(Reading passage Opens)

I'm a doctor, though not a diagnostician. Diagnosis is rarely hard - there are some hard cases, but they really mostly aren't. Do you have a persistently elevated blood glucose level? You have diabetes. Do you have consistently high blood pressure? You have hypertension. Etc. It's hardly surprising that computers are just as good as humans at diagnosing diseases that are mostly defined by strict, objective criteria.
What is harder is management - finding the right collection of drugs that will effectively treat a patient's diseases without introducing too many side effects. And what's even harder is anything procedural - we have no computers that can actually do procedures at all. Those aren't what most people think of as "going to the doctor", but it's what most doctors do - either manage disease, or do procedures, both of which are either mostly or severely beyond the ken of computers. Show me a computer that can do something as simple as put in an IV, and I'll be greatly impressed. So many subtleties boil down to "well, I saw something once that looked just like this, and the solution was X..." that it's worth trying X before going on to Y and Z.

(Reading passage Closes)
(Supplied records Opens)

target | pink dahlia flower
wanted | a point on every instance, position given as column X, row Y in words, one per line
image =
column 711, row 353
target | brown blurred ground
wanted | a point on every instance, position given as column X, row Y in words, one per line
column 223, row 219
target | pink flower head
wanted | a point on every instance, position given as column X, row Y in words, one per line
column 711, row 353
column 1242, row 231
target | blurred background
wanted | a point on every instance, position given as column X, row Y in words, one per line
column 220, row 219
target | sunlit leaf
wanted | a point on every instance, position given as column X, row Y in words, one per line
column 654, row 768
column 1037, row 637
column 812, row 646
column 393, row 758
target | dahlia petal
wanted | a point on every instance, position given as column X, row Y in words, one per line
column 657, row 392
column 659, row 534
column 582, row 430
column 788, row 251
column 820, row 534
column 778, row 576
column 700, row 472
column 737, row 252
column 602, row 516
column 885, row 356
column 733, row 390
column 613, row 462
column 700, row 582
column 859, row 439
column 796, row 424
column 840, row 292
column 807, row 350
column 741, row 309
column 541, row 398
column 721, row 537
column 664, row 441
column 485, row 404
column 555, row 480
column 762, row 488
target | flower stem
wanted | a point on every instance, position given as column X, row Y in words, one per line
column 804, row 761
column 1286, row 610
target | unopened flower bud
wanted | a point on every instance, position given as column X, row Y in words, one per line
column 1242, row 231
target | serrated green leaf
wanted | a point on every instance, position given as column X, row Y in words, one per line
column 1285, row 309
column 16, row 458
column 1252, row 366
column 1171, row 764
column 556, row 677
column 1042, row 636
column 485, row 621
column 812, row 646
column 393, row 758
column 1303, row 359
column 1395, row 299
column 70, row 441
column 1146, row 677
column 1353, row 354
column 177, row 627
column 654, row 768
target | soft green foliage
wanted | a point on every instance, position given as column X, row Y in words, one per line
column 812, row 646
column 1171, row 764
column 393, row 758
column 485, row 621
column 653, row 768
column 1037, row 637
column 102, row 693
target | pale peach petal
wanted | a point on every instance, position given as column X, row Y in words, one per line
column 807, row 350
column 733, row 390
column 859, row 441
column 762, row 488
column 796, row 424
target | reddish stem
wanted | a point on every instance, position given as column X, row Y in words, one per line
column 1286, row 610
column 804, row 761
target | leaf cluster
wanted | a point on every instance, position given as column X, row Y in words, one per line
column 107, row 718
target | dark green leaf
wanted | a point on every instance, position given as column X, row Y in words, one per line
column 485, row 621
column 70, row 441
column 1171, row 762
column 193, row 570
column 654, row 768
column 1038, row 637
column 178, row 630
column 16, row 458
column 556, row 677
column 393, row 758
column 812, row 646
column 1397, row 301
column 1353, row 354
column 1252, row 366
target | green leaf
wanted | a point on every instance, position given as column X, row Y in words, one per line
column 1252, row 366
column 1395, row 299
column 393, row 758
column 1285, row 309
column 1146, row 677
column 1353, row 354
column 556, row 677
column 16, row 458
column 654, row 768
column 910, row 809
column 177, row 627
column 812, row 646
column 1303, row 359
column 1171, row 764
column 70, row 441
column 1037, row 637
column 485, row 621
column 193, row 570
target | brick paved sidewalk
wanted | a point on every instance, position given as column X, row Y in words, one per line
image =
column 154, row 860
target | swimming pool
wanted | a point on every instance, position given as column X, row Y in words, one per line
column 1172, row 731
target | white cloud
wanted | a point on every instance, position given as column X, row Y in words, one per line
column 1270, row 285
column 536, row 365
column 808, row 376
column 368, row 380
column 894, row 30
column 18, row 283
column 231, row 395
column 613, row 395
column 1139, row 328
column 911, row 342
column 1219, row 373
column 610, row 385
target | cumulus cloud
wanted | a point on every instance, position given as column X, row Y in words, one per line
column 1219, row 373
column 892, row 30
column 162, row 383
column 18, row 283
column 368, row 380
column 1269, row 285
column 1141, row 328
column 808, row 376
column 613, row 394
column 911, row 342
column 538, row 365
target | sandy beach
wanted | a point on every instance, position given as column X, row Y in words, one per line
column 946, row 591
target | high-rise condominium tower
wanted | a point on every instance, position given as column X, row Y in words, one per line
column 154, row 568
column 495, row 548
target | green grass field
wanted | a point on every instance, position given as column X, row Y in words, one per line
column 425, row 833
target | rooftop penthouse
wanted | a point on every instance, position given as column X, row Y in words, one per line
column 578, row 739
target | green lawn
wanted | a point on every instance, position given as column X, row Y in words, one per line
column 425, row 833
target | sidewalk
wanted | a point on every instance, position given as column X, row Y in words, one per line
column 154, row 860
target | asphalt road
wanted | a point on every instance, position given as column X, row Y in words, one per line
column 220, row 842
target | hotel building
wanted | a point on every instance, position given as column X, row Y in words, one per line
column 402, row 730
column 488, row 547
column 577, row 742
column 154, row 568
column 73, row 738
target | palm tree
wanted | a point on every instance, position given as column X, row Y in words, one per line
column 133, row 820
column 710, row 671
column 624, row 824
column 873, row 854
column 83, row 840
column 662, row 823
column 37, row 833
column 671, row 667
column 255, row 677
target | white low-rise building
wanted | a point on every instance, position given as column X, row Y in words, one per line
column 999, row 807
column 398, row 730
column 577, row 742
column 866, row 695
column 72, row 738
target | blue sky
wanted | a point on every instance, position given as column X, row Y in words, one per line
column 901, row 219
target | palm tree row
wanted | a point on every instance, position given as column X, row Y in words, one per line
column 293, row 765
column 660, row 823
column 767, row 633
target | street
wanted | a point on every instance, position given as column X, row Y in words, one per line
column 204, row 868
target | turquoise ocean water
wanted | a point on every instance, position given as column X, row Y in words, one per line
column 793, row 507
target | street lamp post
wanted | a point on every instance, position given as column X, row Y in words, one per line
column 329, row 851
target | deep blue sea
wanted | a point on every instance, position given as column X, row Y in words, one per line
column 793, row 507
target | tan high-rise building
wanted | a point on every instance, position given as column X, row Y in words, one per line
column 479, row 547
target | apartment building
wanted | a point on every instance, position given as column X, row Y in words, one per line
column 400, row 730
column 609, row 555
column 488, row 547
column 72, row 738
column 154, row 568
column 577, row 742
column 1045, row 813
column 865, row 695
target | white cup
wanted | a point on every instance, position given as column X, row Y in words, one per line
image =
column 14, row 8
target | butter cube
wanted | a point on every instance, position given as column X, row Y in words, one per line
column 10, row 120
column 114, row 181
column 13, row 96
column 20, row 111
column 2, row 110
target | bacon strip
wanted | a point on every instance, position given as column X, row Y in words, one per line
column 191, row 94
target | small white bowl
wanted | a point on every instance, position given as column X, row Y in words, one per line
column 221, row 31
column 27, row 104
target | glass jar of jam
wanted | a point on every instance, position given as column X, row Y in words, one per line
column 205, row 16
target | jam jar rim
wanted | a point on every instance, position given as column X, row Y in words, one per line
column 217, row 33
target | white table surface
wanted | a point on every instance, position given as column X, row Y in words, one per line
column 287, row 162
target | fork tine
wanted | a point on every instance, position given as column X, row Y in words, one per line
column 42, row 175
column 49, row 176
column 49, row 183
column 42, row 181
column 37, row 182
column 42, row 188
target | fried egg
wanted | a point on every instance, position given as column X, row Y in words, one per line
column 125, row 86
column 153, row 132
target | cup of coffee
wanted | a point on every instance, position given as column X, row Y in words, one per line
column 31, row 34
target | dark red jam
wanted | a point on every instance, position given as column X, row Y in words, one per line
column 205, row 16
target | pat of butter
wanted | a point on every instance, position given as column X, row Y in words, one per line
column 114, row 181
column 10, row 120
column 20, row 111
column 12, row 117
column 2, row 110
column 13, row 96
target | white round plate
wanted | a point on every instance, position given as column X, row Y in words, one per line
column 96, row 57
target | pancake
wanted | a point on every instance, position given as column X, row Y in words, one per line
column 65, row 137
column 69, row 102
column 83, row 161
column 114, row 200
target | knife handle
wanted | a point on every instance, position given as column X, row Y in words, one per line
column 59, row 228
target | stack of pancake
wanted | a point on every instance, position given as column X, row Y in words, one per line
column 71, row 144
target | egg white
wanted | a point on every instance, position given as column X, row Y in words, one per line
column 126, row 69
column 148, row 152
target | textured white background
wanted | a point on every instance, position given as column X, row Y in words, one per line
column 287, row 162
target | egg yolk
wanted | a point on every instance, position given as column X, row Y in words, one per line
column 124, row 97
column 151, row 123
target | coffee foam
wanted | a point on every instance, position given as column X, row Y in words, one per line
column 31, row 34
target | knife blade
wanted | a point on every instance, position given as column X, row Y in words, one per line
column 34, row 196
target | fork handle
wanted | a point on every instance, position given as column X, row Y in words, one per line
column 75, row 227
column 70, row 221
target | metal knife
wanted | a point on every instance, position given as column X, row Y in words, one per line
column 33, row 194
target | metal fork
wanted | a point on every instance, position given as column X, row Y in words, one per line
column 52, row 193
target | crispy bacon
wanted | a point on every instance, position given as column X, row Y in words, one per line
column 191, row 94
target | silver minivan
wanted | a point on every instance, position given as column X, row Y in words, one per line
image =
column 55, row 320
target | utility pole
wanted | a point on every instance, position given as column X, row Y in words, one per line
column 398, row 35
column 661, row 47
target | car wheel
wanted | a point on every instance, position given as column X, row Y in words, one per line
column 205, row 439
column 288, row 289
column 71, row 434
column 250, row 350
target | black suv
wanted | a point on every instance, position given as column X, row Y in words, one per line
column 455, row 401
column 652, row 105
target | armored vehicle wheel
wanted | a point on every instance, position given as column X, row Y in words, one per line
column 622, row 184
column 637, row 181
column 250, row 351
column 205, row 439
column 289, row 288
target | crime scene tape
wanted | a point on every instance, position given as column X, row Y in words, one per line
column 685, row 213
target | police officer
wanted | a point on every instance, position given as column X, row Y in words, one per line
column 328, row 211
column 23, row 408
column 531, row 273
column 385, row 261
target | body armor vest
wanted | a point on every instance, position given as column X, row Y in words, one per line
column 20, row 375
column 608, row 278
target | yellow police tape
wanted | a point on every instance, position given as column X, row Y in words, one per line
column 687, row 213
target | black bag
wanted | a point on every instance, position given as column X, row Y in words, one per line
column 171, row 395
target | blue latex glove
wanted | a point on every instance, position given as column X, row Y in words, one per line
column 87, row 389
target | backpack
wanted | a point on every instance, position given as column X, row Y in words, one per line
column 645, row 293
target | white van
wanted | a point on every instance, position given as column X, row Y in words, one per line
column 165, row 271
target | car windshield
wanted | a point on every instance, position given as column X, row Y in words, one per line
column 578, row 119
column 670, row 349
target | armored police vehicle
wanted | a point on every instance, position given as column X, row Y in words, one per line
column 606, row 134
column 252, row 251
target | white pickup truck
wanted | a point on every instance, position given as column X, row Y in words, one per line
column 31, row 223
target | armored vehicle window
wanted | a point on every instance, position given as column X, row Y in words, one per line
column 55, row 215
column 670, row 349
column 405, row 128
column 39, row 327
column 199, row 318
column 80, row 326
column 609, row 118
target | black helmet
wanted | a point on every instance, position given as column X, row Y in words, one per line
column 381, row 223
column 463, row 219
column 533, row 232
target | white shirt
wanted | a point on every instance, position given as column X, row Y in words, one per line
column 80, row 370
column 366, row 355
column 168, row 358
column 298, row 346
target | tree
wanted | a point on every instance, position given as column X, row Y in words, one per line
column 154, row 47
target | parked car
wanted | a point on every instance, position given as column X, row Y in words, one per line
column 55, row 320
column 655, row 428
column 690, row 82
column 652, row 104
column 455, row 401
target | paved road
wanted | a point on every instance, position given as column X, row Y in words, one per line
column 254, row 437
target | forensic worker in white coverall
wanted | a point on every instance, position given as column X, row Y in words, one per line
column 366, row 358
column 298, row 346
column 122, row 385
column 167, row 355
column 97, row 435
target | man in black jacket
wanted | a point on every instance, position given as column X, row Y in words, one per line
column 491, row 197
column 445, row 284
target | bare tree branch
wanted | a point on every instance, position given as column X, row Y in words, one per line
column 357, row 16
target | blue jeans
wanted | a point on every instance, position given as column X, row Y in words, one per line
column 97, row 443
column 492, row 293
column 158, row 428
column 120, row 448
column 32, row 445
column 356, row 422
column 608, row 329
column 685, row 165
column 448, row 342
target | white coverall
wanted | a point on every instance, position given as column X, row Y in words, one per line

(Supplied records Closes)

*Parts of the exercise:*
**1)** List the letters that the passage on medical diagnosis uses to stand for possible solutions.
**2)** Continue the passage on medical diagnosis from where it stops.

*Answers:*
**1)** X, Y, Z

**2)**
My wife is a diagnostician - a neurologist. She sees stuff on a daily basis that would flummox any non-neurologist (really, I barely know what she's talking about half the time, and my peers would be much, much worse at that), let alone a computer. As the old joke goes, it's like being a car mechanic - who has to work on the car while it's doing 70 miles per hour down the highway, with zero downtime acceptable.